Go through the entries below and write each one out exactly.

Some records
[Begin]
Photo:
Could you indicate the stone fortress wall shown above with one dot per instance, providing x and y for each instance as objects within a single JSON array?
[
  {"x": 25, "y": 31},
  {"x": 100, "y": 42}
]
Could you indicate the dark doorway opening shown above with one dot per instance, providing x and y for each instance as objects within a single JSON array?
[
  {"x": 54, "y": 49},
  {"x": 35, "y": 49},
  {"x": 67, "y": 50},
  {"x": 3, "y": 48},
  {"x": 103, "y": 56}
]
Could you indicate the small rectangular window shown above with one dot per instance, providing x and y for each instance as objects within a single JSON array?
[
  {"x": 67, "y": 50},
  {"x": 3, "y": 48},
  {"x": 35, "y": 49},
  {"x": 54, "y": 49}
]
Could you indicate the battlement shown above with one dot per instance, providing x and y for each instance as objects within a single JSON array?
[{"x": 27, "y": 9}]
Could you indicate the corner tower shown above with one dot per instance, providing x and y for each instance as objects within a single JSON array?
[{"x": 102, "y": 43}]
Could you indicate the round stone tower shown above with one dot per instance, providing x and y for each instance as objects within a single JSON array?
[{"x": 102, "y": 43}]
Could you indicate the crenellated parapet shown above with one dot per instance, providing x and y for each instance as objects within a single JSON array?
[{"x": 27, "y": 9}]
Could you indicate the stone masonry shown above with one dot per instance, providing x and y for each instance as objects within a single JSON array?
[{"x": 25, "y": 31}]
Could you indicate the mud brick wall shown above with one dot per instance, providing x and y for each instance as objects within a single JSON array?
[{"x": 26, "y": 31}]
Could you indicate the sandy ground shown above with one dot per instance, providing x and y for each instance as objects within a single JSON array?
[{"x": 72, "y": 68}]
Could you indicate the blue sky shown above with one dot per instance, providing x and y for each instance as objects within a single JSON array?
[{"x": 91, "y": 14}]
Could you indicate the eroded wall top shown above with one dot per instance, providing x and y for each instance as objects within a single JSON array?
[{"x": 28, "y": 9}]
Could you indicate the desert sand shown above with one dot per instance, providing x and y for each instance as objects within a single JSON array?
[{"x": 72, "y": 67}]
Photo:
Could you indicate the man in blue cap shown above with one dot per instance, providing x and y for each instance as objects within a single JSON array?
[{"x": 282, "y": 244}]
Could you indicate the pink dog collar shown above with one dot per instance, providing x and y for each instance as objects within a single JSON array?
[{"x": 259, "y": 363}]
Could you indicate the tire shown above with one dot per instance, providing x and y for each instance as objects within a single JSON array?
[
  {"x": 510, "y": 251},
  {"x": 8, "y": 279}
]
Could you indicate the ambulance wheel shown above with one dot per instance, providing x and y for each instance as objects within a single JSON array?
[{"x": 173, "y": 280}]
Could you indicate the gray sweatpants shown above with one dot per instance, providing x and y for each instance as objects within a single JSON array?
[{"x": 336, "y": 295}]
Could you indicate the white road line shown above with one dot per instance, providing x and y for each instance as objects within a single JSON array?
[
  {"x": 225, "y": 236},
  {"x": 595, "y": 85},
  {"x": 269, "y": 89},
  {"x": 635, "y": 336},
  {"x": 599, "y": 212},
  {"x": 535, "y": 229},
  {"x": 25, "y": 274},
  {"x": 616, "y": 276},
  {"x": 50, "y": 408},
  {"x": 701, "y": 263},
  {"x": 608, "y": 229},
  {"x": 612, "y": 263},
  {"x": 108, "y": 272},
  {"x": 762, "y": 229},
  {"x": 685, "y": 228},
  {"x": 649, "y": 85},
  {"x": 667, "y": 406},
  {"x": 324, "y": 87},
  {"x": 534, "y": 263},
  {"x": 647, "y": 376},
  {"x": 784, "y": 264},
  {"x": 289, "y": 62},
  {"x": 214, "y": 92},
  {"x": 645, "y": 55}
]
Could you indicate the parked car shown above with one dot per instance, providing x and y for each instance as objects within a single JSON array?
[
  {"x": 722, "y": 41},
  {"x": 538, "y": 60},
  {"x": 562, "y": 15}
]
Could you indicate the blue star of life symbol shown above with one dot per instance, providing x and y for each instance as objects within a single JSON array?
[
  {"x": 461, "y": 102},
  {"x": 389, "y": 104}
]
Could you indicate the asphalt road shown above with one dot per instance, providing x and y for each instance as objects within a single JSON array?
[End]
_FULL ANSWER_:
Photo:
Could you indicate the stone fortress wall shown above with one dot per instance, providing x and y for each instance as objects within a single JSON array?
[
  {"x": 25, "y": 31},
  {"x": 100, "y": 42}
]
Could you indicate the dark doorway opening shown above with one dot per instance, providing x and y for each instance as objects within a single JSON array?
[
  {"x": 54, "y": 49},
  {"x": 35, "y": 49},
  {"x": 67, "y": 50},
  {"x": 3, "y": 48},
  {"x": 103, "y": 56}
]
Could you indicate the small rectangular window shown above with one dot per instance, providing x and y for each instance as objects within a single JSON array?
[
  {"x": 67, "y": 50},
  {"x": 3, "y": 48},
  {"x": 35, "y": 49},
  {"x": 54, "y": 49}
]
Could you indicate the battlement shown above with one dot per instance, providing x and y for each instance as objects within a single JSON array?
[{"x": 27, "y": 9}]
Could you indicate the corner tower shown above with one dot per instance, providing x and y for each instance as objects within a single JSON array?
[{"x": 102, "y": 43}]
Could you indicate the round stone tower shown above with one dot per instance, providing x and y for each instance as objects within a single JSON array?
[{"x": 102, "y": 43}]
Could you indicate the crenellated parapet shown above with one dot per instance, providing x and y for each instance as objects within a single JSON array?
[{"x": 27, "y": 9}]
Could you indicate the stone masonry shown above with one dot per instance, providing x and y for each instance as objects within a single JSON array?
[{"x": 25, "y": 31}]
Could you indicate the mud brick wall shown above with one dot per instance, providing x and y for each instance as objects within a single JSON array?
[{"x": 26, "y": 31}]
Could you indicate the sandy ground shown above with one dot per instance, providing x and y for each instance as objects within a single JSON array?
[{"x": 72, "y": 68}]
Could you indicate the blue sky shown above with one dot per instance, providing x and y for each instance as objects within a single JSON array?
[{"x": 91, "y": 14}]
Could you indicate the eroded wall top shown above with one dot per instance, providing x and y for each instance as objects within a single JSON array?
[{"x": 28, "y": 9}]
Could you indicate the desert sand shown above with one dot per instance, providing x and y for each instance as objects within a single JSON array?
[{"x": 72, "y": 67}]
Photo:
Could you indicate the man in blue cap shown above with one dot per instance, providing x and y for each instance as objects within a single JSON array?
[{"x": 282, "y": 244}]
Could you indicate the pink dog collar shown above with one dot per instance, providing x and y for each instance as objects within a single JSON array?
[{"x": 259, "y": 363}]
Could you indicate the tire shown above with one dot per instance, providing x and y for each instance as objects within a single JSON array?
[
  {"x": 510, "y": 251},
  {"x": 8, "y": 279}
]
Could you indicate the ambulance wheel shown above with one dot per instance, providing x and y for each instance as objects within a single JSON array?
[{"x": 173, "y": 280}]
Could you indicate the gray sweatpants shown above with one dot per instance, providing x and y for each instance as objects within a single JSON array?
[{"x": 336, "y": 295}]
Could you indicate the white road line shown above with one dot per instance, providing x and y for each instance as objects within a single JSON array?
[
  {"x": 225, "y": 236},
  {"x": 595, "y": 85},
  {"x": 269, "y": 89},
  {"x": 635, "y": 336},
  {"x": 599, "y": 212},
  {"x": 535, "y": 229},
  {"x": 25, "y": 274},
  {"x": 616, "y": 276},
  {"x": 50, "y": 408},
  {"x": 701, "y": 263},
  {"x": 608, "y": 229},
  {"x": 612, "y": 263},
  {"x": 108, "y": 272},
  {"x": 762, "y": 229},
  {"x": 685, "y": 228},
  {"x": 649, "y": 85},
  {"x": 667, "y": 406},
  {"x": 324, "y": 87},
  {"x": 534, "y": 263},
  {"x": 647, "y": 376},
  {"x": 784, "y": 264},
  {"x": 289, "y": 62},
  {"x": 214, "y": 92},
  {"x": 645, "y": 55}
]
Could you indicate the parked car shown above with one dot per instance, providing x and y for each instance as objects within a single JSON array?
[
  {"x": 722, "y": 41},
  {"x": 538, "y": 60},
  {"x": 562, "y": 15}
]
Could you indicate the blue star of life symbol shown above with one dot per instance, providing x and y for each instance as objects within a single JSON array?
[
  {"x": 461, "y": 102},
  {"x": 389, "y": 104}
]
Could you indicate the asphalt road shown above with one dot per instance, providing x and y for each instance as objects within a single JSON array?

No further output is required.